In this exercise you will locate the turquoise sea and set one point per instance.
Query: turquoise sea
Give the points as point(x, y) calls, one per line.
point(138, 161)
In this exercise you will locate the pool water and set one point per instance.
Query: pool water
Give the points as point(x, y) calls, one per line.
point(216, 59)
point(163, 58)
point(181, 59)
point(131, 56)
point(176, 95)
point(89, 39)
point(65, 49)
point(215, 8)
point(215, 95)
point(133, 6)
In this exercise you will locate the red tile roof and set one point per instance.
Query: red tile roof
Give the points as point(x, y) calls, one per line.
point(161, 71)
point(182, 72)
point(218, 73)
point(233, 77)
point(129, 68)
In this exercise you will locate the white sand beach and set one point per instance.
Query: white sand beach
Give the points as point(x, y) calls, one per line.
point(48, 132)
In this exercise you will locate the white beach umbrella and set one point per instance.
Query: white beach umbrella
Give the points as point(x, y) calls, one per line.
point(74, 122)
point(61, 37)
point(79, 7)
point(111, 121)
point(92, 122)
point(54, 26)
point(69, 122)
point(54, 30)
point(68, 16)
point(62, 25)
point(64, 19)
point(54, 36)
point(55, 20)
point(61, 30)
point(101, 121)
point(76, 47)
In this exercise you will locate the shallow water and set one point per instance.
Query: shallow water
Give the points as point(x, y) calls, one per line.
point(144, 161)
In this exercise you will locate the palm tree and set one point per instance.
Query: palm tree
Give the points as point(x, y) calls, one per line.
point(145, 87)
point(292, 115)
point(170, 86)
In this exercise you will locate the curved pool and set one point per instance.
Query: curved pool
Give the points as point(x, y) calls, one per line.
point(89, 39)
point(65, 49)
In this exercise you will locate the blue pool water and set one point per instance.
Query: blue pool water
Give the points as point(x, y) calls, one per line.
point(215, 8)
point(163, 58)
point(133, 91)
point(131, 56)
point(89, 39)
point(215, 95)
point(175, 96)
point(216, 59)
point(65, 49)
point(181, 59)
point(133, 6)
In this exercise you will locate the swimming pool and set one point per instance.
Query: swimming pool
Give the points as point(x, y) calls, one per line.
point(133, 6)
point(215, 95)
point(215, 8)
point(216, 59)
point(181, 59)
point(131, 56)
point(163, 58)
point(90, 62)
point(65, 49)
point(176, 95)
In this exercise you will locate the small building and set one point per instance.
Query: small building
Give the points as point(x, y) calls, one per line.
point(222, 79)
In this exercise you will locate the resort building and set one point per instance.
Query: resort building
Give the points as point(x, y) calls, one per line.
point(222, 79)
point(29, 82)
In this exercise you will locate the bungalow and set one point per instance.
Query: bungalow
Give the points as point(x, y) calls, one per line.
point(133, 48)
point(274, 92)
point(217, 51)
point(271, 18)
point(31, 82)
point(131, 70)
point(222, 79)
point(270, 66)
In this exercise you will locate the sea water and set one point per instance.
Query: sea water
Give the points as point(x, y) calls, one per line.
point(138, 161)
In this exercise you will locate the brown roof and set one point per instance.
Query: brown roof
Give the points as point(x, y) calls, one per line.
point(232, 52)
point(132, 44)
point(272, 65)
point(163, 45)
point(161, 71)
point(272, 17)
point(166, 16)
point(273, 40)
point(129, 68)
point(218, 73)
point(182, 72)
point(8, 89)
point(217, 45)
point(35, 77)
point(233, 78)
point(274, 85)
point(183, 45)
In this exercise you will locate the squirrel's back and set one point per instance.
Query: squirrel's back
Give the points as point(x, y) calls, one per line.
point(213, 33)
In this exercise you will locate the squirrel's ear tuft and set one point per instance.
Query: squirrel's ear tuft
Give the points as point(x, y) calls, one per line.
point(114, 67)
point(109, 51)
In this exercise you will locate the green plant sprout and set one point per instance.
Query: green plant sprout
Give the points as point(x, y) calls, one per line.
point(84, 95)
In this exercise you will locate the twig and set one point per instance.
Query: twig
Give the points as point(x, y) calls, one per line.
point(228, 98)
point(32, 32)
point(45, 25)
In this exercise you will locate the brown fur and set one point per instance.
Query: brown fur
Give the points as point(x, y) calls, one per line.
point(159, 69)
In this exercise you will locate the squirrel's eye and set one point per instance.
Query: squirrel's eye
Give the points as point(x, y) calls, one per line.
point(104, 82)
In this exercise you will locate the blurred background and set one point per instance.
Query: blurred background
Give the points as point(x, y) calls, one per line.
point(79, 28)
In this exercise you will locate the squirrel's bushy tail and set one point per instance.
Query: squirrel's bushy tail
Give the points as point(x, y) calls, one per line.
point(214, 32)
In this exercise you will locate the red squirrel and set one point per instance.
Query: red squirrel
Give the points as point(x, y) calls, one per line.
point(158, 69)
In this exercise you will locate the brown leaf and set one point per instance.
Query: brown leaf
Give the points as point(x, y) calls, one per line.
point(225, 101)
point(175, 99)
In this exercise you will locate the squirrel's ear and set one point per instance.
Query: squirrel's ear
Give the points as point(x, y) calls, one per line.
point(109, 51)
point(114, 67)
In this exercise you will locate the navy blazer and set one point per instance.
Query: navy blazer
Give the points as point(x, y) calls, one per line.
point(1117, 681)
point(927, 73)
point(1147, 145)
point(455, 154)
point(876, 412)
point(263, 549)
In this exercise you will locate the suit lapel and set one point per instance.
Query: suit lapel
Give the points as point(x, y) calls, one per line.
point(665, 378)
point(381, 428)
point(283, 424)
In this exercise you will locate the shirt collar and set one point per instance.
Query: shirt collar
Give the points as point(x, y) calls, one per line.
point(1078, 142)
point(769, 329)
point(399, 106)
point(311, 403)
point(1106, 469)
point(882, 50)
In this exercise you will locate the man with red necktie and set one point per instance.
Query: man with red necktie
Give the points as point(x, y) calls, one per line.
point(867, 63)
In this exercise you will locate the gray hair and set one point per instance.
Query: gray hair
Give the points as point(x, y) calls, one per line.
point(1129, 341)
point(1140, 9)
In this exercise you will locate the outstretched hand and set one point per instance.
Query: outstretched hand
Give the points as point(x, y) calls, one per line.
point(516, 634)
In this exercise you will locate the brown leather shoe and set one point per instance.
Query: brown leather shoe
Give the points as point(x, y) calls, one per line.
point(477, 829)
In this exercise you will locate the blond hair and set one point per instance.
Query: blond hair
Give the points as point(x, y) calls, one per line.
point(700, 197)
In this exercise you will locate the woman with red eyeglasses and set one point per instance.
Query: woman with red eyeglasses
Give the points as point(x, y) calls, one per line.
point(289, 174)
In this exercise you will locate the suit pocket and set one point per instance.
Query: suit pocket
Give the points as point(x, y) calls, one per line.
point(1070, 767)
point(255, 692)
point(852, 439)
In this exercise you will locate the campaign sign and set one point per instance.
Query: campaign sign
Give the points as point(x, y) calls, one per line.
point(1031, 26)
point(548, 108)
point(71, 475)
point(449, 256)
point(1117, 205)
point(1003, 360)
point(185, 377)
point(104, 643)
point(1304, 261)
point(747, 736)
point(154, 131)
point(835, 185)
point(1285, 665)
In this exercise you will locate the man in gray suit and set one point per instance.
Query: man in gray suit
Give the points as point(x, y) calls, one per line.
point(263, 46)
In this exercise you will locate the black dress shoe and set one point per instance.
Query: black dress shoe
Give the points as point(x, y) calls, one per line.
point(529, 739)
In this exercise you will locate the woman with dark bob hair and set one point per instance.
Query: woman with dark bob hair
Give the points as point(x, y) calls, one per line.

Problem statement – Copy all of the rows above word for word, with the lines kept in their original order.

Answer to the problem –
In this exercise you will locate the turquoise sea and set one point per instance.
Query: turquoise sea
Give the points as point(x, y) calls, one per line.
point(138, 161)
In this exercise you will locate the pool water and set one point per instance.
Query: pool water
Give the points as point(x, y) calls, one per line.
point(216, 59)
point(163, 58)
point(181, 59)
point(131, 56)
point(176, 95)
point(89, 39)
point(65, 49)
point(215, 8)
point(215, 95)
point(133, 6)
In this exercise you will locate the red tile roof and set one point per instance.
Query: red tile roof
Give the points as point(x, y) calls, one per line.
point(161, 71)
point(182, 72)
point(218, 73)
point(233, 77)
point(129, 68)
In this exercise you will locate the white sand beach and set one point per instance.
Query: white sand beach
Give the points as point(x, y) calls, one per line.
point(48, 132)
In this exercise you will locate the white beach umbrella and set one point per instance.
Query: white beach umbrella
Give the points as point(x, y) calls, one per line.
point(74, 122)
point(61, 37)
point(79, 7)
point(111, 121)
point(92, 122)
point(54, 26)
point(69, 122)
point(54, 30)
point(68, 16)
point(62, 25)
point(64, 19)
point(54, 36)
point(55, 20)
point(61, 30)
point(101, 121)
point(76, 47)
In this exercise you will locate the shallow water and set one point per instance.
Query: shallow water
Give the points as point(x, y) calls, one per line.
point(144, 161)
In this exercise you will locate the palm tree and set one point per instance.
Query: palm tree
Give the points as point(x, y) calls, one per line.
point(145, 87)
point(292, 115)
point(170, 86)
In this exercise you will locate the curved pool and set one point per instance.
Query: curved pool
Give the points as point(x, y) calls, one per line.
point(89, 39)
point(65, 49)
In this exercise you will locate the blue pool water and set one point per instance.
Query: blue pool water
Give the points as point(x, y) calls, one per line.
point(215, 8)
point(163, 58)
point(133, 91)
point(131, 56)
point(89, 39)
point(215, 95)
point(175, 96)
point(216, 59)
point(65, 49)
point(181, 59)
point(133, 6)
In this exercise you will locate the swimming pool and set one point per instance.
Query: swimming pool
Give the points as point(x, y) calls, one per line.
point(133, 6)
point(215, 95)
point(215, 8)
point(216, 59)
point(181, 59)
point(131, 56)
point(163, 58)
point(90, 62)
point(65, 49)
point(176, 95)
In this exercise you will locate the small building and set one point per instance.
Query: small building
Give the points as point(x, y) calls, one per line.
point(222, 79)
In this exercise you will locate the resort building and set one point per instance.
Query: resort building
Give the points as point(x, y) calls, one per line.
point(222, 79)
point(29, 82)
In this exercise you will locate the bungalow and set one point per instance.
Query: bungalow
Give the points as point(x, y) calls, one per line.
point(133, 48)
point(274, 92)
point(217, 51)
point(271, 18)
point(31, 82)
point(131, 70)
point(222, 79)
point(270, 66)
In this exercise you will locate the sea water and set one point per instance.
Query: sea water
Give the points as point(x, y) calls, one per line.
point(138, 161)
In this exercise you will locate the brown roof and set one point per instance.
Query: brown roof
Give the points as point(x, y) calls, one per line.
point(232, 52)
point(132, 44)
point(272, 65)
point(163, 45)
point(161, 71)
point(272, 17)
point(166, 16)
point(273, 40)
point(129, 68)
point(218, 73)
point(182, 72)
point(8, 89)
point(217, 45)
point(35, 77)
point(233, 78)
point(274, 85)
point(183, 45)
In this exercise you will locate the squirrel's back and set one point per instance.
Query: squirrel's back
Give the points as point(x, y) calls, one per line.
point(213, 33)
In this exercise you will locate the squirrel's ear tuft and set one point per instance.
Query: squirrel's ear tuft
Give the points as point(x, y) calls, one per line.
point(114, 67)
point(109, 51)
In this exercise you will locate the green plant sprout and set one point per instance.
Query: green plant sprout
Give the points as point(x, y) calls, one per line.
point(84, 95)
In this exercise you will locate the twig and set one point per instance.
Query: twig
Give the points as point(x, y) calls, one per line.
point(228, 98)
point(32, 32)
point(45, 25)
In this exercise you will locate the brown fur and set one point per instance.
Query: brown fur
Give the points as point(x, y) calls, one per line.
point(159, 69)
In this exercise you will locate the squirrel's eye and set one point per instance.
Query: squirrel's eye
Give the points as point(x, y) calls, one per line.
point(104, 82)
In this exercise you will locate the blurred background and set one point per instance.
Query: blurred background
Give the points as point(x, y) calls, one per line.
point(79, 28)
In this exercise you will locate the squirrel's bushy tail and set one point per instance.
Query: squirrel's bushy tail
Give the points as point(x, y) calls, one per line.
point(214, 32)
In this exercise you will locate the red squirrel and set one point per instance.
Query: red squirrel
Give the points as point(x, y) calls, one per line.
point(158, 69)
In this exercise you will locate the brown leaf and set one point per instance.
Query: brown leaf
Give the points as point(x, y) calls, one per line.
point(225, 101)
point(175, 99)
In this exercise you will locate the squirrel's ear and set one point per instance.
Query: squirrel's ear
Give the points as point(x, y) calls, one per line.
point(109, 51)
point(114, 67)
In this exercise you will locate the navy blazer and set one point per instance.
Query: navy blazer
Give the points as point(x, y) calls, one per line.
point(1117, 681)
point(927, 73)
point(1147, 145)
point(455, 154)
point(876, 412)
point(263, 549)
In this exercise you will locate the suit lapel and set one point per instance.
Query: suit lapel
Give the points as point(x, y) calls, one per line.
point(665, 378)
point(381, 428)
point(283, 424)
In this exercise you will locate the shirt collar and set one point per instance.
Query: shirt collar
Give the points as point(x, y) calls, one per line.
point(1078, 142)
point(769, 329)
point(399, 106)
point(311, 403)
point(1106, 469)
point(882, 50)
In this exercise you will locate the man with red necktie and set one point per instance.
Query: man with red necktie
Give the points as point(x, y) calls, one per line.
point(867, 63)
In this exercise you will locate the gray hair and set one point per instance.
Query: gray hair
Give the points as point(x, y) calls, one per line.
point(1129, 341)
point(1140, 9)
In this exercise you will locate the outstretched hand and set one point per instance.
Query: outstretched hand
Give the points as point(x, y) calls, one per line.
point(516, 634)
In this exercise you will locate the brown leather shoe and set one point per instance.
Query: brown leather shoe
Give the points as point(x, y) calls, one per line.
point(477, 829)
In this exercise you will locate the blond hair and set one point per instance.
Query: blond hair
Give the points as point(x, y) calls, one per line.
point(700, 197)
In this exercise you will locate the woman with red eyeglasses and set one point per instance.
Query: woman with red eyeglasses
Give the points as point(x, y) calls, one per line.
point(289, 174)
In this exercise you will locate the suit pocket and set one point per instance.
Query: suit pocket
Give the points as point(x, y) calls, one per line.
point(1070, 767)
point(255, 692)
point(852, 439)
In this exercise you will locate the campaign sign and set one point per instance.
Query: campaign sign
Give the points as point(x, y) calls, one per line.
point(1031, 26)
point(548, 108)
point(71, 475)
point(449, 256)
point(1117, 205)
point(1003, 360)
point(185, 377)
point(104, 643)
point(1304, 261)
point(747, 736)
point(154, 131)
point(835, 185)
point(1285, 665)
In this exercise you will locate the man in gray suit and set one point per instance.
Query: man in gray suit
Give the points as point(x, y) calls, one per line.
point(263, 46)
In this exercise you will locate the black dress shoe and set one point per instance.
Query: black dress shoe
Give the points as point(x, y) calls, one per line.
point(529, 739)
In this exercise you will locate the woman with dark bob hair and set one point per instance.
Query: woman with dark bob hair
Give the points as point(x, y) calls, one per line.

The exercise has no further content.